───── DATA FOR THE TASK

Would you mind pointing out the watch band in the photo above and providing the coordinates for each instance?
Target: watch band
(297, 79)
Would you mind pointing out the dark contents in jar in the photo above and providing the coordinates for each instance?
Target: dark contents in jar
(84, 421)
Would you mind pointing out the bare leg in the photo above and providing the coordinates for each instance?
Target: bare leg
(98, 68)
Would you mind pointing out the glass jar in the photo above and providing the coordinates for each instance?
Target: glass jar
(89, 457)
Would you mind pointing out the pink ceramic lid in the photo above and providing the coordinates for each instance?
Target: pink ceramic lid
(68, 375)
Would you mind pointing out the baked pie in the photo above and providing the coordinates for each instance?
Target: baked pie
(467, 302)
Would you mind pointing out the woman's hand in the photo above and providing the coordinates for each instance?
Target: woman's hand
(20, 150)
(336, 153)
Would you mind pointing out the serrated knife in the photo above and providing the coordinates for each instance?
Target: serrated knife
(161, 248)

──────────

• [ASSIGNMENT] Reply with exactly the lines above from the one that contains "Target: dark contents in jar" through the final line of the material, and with nothing else.

• [WRITTEN ANSWER]
Target: dark contents in jar
(84, 421)
Would you mind pointing out the bare leg in the photo above and providing the coordinates for each instance?
Target: bare leg
(98, 68)
Would you mind pointing out the glass jar in the photo above and providing the coordinates for each instance?
Target: glass jar
(89, 457)
Would you mind pointing out the pink ceramic lid in the photo above and providing the coordinates for each instance?
Target: pink ceramic lid
(68, 375)
Would you mind pointing out the baked pie in the photo above and providing the coordinates for each instance?
Target: baked pie
(467, 302)
Would you mind pointing out the woman's hand in the photo above and providing the coordinates for each instance?
Target: woman's hand
(20, 150)
(336, 153)
Would you mind pointing out the serrated knife in the photo above and providing the coordinates for each instance?
Target: serrated knife
(161, 248)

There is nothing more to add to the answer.